* TASK STATEMENT: Reproduce the full listing below unchanged, apart from the pictures.

* TASK INPUTS:
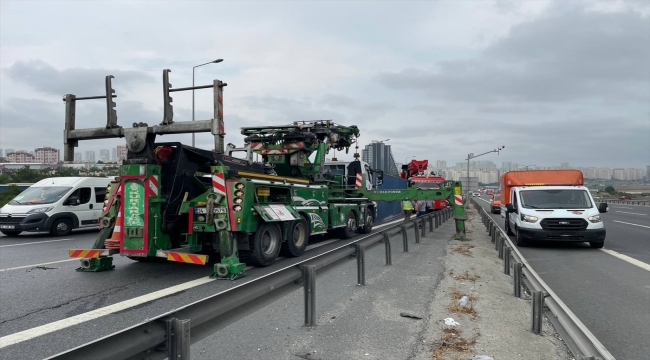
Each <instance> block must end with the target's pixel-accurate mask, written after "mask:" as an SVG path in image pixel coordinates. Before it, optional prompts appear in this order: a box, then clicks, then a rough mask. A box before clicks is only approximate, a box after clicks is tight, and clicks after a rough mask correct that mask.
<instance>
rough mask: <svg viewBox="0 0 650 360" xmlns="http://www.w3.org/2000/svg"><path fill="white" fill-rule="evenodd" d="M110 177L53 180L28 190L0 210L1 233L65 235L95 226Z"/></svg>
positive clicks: (97, 177) (50, 178) (75, 177)
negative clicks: (38, 233)
mask: <svg viewBox="0 0 650 360" xmlns="http://www.w3.org/2000/svg"><path fill="white" fill-rule="evenodd" d="M112 180H113V177H55V178H49V179H43V180H41V181H39V182H37V183H35V184H34V185H32V186H30V187H29V188H27V189H26V190H25V191H23V192H22V193H20V194H19V195H18V196H16V197H15V198H14V199H13V200H11V201H10V202H9V203H7V204H6V205H5V206H3V207H2V208H0V232H2V233H3V234H5V235H7V236H16V235H18V234H20V233H21V232H23V231H49V232H50V234H52V235H55V236H64V235H67V234H69V233H70V231H72V229H76V228H83V227H97V225H98V223H99V218H100V217H101V216H102V208H103V206H104V198H105V195H106V188H107V187H108V184H109V183H110V182H111V181H112Z"/></svg>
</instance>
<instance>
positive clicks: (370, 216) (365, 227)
mask: <svg viewBox="0 0 650 360" xmlns="http://www.w3.org/2000/svg"><path fill="white" fill-rule="evenodd" d="M374 222H375V218H374V217H373V216H372V213H371V212H370V211H366V223H365V225H363V227H361V228H359V232H360V233H362V234H370V232H371V231H372V226H373V225H374Z"/></svg>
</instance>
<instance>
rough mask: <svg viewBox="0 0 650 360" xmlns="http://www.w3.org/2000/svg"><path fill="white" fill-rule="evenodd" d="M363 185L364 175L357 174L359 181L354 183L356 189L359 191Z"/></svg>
mask: <svg viewBox="0 0 650 360" xmlns="http://www.w3.org/2000/svg"><path fill="white" fill-rule="evenodd" d="M362 183H363V174H362V173H358V174H357V181H356V182H355V183H354V187H355V188H356V189H358V188H360V187H361V184H362Z"/></svg>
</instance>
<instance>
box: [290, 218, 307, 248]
mask: <svg viewBox="0 0 650 360" xmlns="http://www.w3.org/2000/svg"><path fill="white" fill-rule="evenodd" d="M304 242H305V224H303V223H301V222H299V223H297V224H296V226H295V227H294V228H293V244H294V245H296V246H297V247H301V246H302V244H303V243H304Z"/></svg>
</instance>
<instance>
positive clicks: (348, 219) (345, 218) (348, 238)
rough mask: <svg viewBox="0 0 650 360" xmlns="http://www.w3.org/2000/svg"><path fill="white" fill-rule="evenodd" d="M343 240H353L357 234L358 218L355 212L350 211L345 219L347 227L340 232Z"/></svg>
mask: <svg viewBox="0 0 650 360" xmlns="http://www.w3.org/2000/svg"><path fill="white" fill-rule="evenodd" d="M339 231H340V233H339V234H340V235H341V238H343V239H351V238H352V237H353V236H354V234H355V233H356V232H357V218H356V216H355V215H354V211H352V210H350V212H349V213H348V216H347V217H346V218H345V227H343V228H341V229H340V230H339Z"/></svg>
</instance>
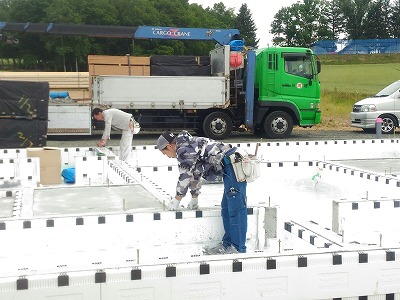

* ANSWER TO THIS PROBLEM:
Each <instance> block must end with the target's pixel-accurate mask, written after "mask:" as an SVG path in image pixel coordinates. Before it, optional prompts appear in this order: a box, then clicks, then a rough mask. A box before clicks is only approximate, a box after clicks is tight, and clicks after a rough mask correct that mask.
<instance>
rough mask: <svg viewBox="0 0 650 360" xmlns="http://www.w3.org/2000/svg"><path fill="white" fill-rule="evenodd" d="M110 177L53 180L28 190L0 210L1 233L65 235L95 226Z"/></svg>
positive clicks: (97, 177) (50, 178) (75, 177)
negative clicks: (38, 233)
mask: <svg viewBox="0 0 650 360" xmlns="http://www.w3.org/2000/svg"><path fill="white" fill-rule="evenodd" d="M112 180H113V177H55V178H49V179H43V180H41V181H39V182H37V183H35V184H34V185H32V186H30V187H29V188H27V189H26V190H25V191H23V192H22V193H20V194H19V195H18V196H16V197H15V198H14V199H13V200H11V201H10V202H9V203H7V204H6V205H5V206H3V207H2V208H0V232H2V233H3V234H5V235H7V236H16V235H18V234H20V233H21V232H23V231H49V232H50V234H52V235H55V236H64V235H67V234H69V233H70V231H72V229H76V228H83V227H97V225H98V223H99V218H100V217H101V216H102V208H103V206H104V198H105V195H106V188H107V187H108V184H109V183H110V182H111V181H112Z"/></svg>
</instance>
<instance>
positive clicks: (370, 216) (365, 227)
mask: <svg viewBox="0 0 650 360" xmlns="http://www.w3.org/2000/svg"><path fill="white" fill-rule="evenodd" d="M374 222H375V218H374V217H373V216H372V213H371V212H370V211H366V223H365V225H363V227H361V228H359V232H360V233H362V234H370V232H371V231H372V226H373V225H374Z"/></svg>
</instance>
<instance>
rough mask: <svg viewBox="0 0 650 360" xmlns="http://www.w3.org/2000/svg"><path fill="white" fill-rule="evenodd" d="M363 185L364 175L357 174L359 181L354 183L356 189L359 191Z"/></svg>
mask: <svg viewBox="0 0 650 360" xmlns="http://www.w3.org/2000/svg"><path fill="white" fill-rule="evenodd" d="M362 183H363V174H362V173H358V174H357V181H356V182H355V183H354V187H355V188H356V189H358V188H360V187H361V184H362Z"/></svg>
</instance>
<instance>
box: [290, 218, 307, 248]
mask: <svg viewBox="0 0 650 360" xmlns="http://www.w3.org/2000/svg"><path fill="white" fill-rule="evenodd" d="M304 242H305V224H303V223H301V222H299V223H297V224H296V226H295V227H294V228H293V244H294V245H296V246H297V247H301V246H302V244H303V243H304Z"/></svg>
</instance>
<instance>
positive clicks: (348, 219) (345, 218) (348, 238)
rough mask: <svg viewBox="0 0 650 360" xmlns="http://www.w3.org/2000/svg"><path fill="white" fill-rule="evenodd" d="M343 240H353L357 234L358 218L355 212L350 211L345 219L347 227L340 232Z"/></svg>
mask: <svg viewBox="0 0 650 360" xmlns="http://www.w3.org/2000/svg"><path fill="white" fill-rule="evenodd" d="M339 231H340V233H339V234H340V235H341V238H343V239H351V238H352V237H353V236H354V234H355V233H356V232H357V218H356V216H355V215H354V211H352V210H350V212H349V213H348V216H347V217H346V218H345V227H343V228H341V229H340V230H339Z"/></svg>
</instance>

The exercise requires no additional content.